* Document passage:
* * *
Malcolm Knowles Partnering School and Community
A Different Place to Learn
"Welcome to Silver Ridge. I'll be your guide, and the first thing I want you to know is that every student in this school is special. If everybody didn't help out and work together we wouldn't have the great school we have." This was our greeting by a bright-eyed, red-haired nine-year old girl, whose special task that day was to be a visitors' guide. She explained that every student is assigned "meaningful work" that is essential to the operation of this successful elementary school. As she spoke, a youngster with cerebral palsy passed by in his wheel chair, delivering students' lunch tickets to each room.
The teachers and parents at Silver Ridge Elementary School in Silverdale, Washington spent two years of evenings and weekends planning both the program and facilities for their new school. The result is an innovative building that facilitates collaborative work and project-based learning. The plan called for the school to be open from 6 am to 6 pm, provide day-care for younger siblings and for teachers' children, and offer after-school enrichment activities for children whose parents could come for them after work. Children with special needs are included in both the preschool and regular school, allowing all the students opportunities to develop altruism, understanding, and compassion as they learn together. The plan also called for beginning school ten minutes early and closing ten minutes later four days a week, which met required teacher-pupil contact time and made it possible to end school at 1 p.m. one day a week. During that afternoon, the teachers participated in weekly staff development while the students were involved in enrichment and remedial activities planned and supervised by the parents.
Two years ago the afternoon program was terminated when funding was lost because of a defeated school levy. In addition, new personnel in central administration wanted all schools in the district to offer similar opportunities, but could not see how this could be accomplished. The Silver Ridge community has been planning creatively to find new ways of meeting the needs of students, parents, and teachers. Because the district has a long history of being involved in community education, school buildings are still open early for day care and in the evenings for recreational activities and adult education.
* * *
* Provided data:
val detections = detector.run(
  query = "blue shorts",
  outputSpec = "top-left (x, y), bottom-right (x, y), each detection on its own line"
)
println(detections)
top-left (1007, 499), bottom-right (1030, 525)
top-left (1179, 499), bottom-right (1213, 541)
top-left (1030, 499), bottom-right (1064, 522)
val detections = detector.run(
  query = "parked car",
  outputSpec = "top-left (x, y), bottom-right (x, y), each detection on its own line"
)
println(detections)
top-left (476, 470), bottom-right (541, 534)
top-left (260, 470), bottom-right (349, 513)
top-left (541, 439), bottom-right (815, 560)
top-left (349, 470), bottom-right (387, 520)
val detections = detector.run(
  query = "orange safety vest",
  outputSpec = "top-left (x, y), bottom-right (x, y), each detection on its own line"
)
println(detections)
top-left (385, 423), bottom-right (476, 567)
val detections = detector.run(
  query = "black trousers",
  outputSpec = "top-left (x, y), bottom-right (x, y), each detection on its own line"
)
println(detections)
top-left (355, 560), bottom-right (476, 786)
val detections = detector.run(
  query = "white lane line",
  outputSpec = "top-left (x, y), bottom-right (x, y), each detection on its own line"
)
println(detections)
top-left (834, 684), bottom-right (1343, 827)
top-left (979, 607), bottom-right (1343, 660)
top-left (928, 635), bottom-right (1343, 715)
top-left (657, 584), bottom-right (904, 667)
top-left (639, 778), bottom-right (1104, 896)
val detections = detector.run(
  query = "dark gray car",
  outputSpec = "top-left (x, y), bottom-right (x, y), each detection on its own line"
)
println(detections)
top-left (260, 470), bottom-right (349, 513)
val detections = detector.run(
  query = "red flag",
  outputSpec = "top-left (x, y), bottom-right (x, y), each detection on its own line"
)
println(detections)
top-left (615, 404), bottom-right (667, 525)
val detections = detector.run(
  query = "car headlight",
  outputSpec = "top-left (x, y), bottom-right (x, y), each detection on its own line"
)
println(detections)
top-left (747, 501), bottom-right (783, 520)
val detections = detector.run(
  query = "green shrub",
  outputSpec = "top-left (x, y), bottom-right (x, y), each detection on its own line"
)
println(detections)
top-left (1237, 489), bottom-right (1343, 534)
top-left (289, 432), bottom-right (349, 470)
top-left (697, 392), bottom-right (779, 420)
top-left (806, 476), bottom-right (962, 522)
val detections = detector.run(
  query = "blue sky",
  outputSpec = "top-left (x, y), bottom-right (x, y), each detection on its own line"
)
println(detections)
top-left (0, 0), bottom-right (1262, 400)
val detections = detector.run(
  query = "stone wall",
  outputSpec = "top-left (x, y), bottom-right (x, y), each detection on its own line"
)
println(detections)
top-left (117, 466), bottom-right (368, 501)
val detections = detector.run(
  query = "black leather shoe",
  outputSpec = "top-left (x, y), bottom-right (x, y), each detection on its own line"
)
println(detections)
* * *
* Work instructions:
According to the Silver Ridge passage, why did the school day start ten minutes early and end ten minutes later four days a week? Answer in one to three sentences.

* Response to this task:
The longer days met the required teacher-pupil contact time and made it possible to end school at 1 p.m. one day a week. On that afternoon, teachers took part in weekly staff development while students did enrichment and remedial activities planned and supervised by parents.